■ **Exercise materials**:
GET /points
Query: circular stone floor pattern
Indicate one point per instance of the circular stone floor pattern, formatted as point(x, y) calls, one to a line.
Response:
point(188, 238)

■ **Directions for this task**:
Rewrite the items above, replacing every occurrence of "stone" with "marble" and leaving everything else unchanged.

■ **Right answer**:
GET /points
Query: circular marble floor pattern
Indicate one point per instance of the circular marble floor pattern, formatted as point(x, y) calls, one to a line.
Response:
point(188, 238)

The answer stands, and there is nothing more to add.